>> start Provided data
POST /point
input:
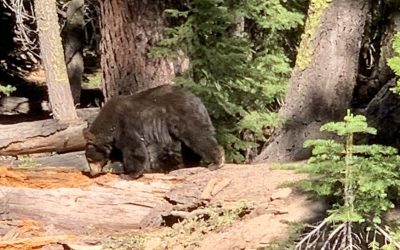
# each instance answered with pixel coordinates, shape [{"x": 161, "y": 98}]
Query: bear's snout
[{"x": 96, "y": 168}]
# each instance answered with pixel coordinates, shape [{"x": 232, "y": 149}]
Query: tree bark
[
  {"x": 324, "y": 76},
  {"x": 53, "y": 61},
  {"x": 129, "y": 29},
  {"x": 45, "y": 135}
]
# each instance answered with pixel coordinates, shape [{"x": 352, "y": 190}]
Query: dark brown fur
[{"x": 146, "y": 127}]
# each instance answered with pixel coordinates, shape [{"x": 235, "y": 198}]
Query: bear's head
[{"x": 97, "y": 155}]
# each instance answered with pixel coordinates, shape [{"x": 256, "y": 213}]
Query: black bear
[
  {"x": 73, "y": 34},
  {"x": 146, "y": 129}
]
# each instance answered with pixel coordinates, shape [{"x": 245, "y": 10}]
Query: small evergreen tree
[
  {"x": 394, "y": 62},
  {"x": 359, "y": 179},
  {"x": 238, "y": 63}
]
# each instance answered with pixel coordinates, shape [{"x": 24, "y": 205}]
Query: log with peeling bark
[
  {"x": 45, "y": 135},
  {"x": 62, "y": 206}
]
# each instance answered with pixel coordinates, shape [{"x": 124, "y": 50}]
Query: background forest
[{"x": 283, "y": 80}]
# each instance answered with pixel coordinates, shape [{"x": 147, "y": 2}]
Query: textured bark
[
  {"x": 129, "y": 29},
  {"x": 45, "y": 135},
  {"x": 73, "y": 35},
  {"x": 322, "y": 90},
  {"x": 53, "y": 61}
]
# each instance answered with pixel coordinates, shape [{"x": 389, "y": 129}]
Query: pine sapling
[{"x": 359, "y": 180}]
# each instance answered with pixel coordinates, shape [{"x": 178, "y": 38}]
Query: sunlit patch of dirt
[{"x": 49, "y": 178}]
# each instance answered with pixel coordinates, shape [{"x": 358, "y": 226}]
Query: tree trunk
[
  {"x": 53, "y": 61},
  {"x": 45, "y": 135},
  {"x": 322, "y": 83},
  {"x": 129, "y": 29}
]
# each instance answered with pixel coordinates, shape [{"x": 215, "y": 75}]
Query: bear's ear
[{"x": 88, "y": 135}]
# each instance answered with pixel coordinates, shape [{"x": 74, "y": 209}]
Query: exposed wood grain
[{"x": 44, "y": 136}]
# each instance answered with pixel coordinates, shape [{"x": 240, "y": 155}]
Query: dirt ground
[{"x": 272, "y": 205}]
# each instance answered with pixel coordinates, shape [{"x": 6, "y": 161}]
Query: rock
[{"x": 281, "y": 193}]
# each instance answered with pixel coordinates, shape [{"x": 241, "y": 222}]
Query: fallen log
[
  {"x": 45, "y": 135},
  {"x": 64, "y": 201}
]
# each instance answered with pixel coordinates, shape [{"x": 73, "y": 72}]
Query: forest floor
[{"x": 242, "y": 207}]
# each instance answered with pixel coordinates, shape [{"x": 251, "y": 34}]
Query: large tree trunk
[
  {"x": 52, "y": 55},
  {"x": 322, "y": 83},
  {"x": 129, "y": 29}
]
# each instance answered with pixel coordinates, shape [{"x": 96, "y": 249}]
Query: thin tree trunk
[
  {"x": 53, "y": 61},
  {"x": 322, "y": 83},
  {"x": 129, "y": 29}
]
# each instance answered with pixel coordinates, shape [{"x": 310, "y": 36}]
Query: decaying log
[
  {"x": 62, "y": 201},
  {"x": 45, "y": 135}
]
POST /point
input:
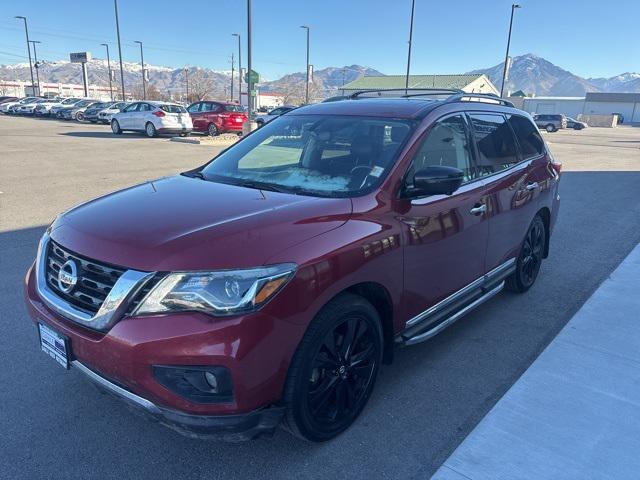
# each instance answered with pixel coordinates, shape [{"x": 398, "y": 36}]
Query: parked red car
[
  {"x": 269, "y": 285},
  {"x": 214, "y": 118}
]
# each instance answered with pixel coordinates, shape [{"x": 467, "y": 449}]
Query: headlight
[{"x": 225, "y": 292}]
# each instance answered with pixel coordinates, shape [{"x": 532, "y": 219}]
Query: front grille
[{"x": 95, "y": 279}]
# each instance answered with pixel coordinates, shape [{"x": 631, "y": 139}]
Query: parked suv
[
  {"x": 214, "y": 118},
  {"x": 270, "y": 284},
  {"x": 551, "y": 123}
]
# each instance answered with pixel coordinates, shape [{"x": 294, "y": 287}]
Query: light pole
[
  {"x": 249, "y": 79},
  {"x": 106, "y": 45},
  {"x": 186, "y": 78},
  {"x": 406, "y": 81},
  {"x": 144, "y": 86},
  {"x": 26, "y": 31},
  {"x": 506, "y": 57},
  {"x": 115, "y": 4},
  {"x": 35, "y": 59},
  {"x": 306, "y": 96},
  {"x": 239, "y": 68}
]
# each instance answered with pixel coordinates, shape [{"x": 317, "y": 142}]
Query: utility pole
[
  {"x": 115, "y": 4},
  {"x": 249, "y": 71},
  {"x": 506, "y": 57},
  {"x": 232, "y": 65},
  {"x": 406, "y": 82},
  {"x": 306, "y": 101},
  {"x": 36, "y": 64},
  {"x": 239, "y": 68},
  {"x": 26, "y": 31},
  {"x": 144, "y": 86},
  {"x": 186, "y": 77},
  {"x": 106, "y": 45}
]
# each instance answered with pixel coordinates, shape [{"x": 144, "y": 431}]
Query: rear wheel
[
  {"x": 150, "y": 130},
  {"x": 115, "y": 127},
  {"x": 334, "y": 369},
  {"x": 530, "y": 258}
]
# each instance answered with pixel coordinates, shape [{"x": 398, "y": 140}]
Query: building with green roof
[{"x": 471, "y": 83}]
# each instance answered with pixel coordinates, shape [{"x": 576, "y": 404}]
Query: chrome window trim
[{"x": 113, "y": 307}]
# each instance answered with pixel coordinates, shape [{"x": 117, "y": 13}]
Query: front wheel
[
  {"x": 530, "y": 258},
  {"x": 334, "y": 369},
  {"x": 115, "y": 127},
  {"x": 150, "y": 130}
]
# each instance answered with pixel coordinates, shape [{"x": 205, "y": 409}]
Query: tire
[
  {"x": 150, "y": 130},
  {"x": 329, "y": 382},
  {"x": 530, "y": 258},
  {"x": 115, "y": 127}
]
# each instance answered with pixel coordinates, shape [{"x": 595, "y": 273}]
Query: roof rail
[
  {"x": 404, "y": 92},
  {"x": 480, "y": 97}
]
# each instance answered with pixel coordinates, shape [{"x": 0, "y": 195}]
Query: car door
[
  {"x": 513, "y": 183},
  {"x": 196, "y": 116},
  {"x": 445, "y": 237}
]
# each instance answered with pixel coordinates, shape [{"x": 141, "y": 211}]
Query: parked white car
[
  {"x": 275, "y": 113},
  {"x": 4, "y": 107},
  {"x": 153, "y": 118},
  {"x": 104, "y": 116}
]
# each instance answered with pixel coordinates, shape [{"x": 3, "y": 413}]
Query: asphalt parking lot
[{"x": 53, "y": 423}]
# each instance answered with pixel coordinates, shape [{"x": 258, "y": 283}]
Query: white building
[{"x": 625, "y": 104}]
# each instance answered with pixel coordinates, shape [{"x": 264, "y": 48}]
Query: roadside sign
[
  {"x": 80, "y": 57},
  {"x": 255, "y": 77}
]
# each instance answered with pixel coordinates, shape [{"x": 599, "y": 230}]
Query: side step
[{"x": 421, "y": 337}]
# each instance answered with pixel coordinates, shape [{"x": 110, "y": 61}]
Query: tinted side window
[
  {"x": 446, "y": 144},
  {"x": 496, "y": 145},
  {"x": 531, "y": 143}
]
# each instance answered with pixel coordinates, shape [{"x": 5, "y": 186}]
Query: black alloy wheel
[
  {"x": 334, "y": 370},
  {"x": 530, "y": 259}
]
>> end Provided data
>> start Provided data
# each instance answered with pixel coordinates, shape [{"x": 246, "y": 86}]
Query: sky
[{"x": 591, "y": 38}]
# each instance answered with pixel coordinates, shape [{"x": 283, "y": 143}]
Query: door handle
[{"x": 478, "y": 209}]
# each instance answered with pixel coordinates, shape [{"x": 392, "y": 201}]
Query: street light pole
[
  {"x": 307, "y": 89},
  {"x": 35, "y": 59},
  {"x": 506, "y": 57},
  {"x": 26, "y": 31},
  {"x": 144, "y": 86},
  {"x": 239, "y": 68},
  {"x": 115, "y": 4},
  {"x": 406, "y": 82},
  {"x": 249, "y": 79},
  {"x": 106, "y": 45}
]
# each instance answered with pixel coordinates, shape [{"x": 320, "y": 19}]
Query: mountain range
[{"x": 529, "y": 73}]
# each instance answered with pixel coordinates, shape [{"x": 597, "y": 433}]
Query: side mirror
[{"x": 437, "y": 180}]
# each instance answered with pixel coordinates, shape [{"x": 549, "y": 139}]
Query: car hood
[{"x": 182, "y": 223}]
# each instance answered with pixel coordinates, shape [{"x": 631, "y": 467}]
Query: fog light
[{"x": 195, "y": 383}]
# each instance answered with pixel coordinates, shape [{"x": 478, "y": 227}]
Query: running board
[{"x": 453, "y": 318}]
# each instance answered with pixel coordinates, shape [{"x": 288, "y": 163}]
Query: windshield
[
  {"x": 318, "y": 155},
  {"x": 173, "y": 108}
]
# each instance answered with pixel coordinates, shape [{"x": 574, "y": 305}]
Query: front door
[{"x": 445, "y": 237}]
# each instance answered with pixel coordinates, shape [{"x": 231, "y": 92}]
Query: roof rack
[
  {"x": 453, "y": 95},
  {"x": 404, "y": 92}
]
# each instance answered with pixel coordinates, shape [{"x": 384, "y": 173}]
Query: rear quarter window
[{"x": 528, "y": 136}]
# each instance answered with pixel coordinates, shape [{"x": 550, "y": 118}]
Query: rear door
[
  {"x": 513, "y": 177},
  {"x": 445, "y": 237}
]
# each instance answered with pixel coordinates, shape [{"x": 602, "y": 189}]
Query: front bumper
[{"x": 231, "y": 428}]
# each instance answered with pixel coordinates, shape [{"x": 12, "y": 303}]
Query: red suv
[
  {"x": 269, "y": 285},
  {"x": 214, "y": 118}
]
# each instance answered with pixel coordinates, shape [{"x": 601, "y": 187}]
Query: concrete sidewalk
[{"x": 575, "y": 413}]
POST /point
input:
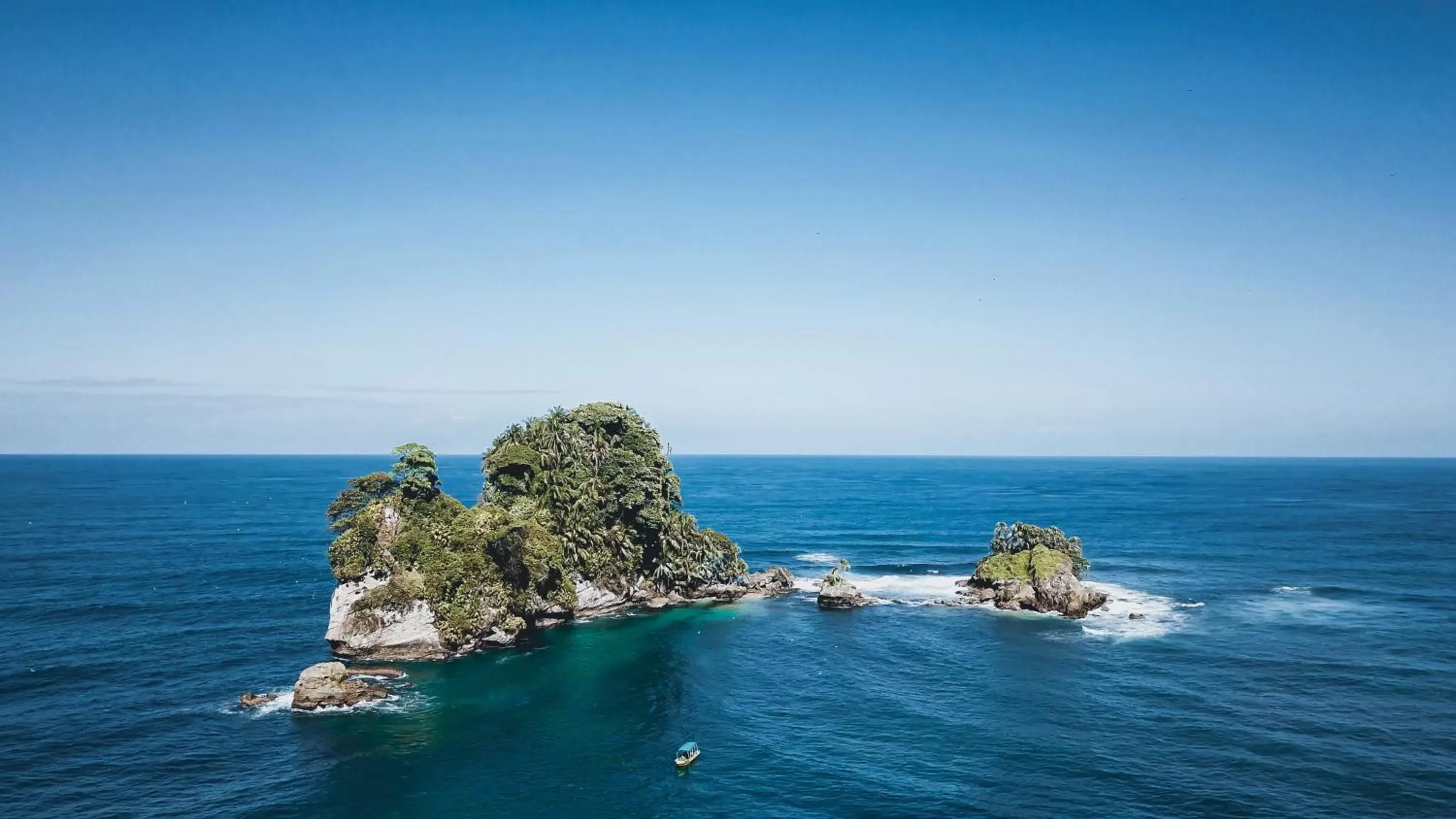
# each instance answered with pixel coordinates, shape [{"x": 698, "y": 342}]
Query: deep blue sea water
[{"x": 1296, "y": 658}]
>> end Provided data
__Problem__
State how many lines of the records contain the string "front". Give only the number.

__Answer in full__
4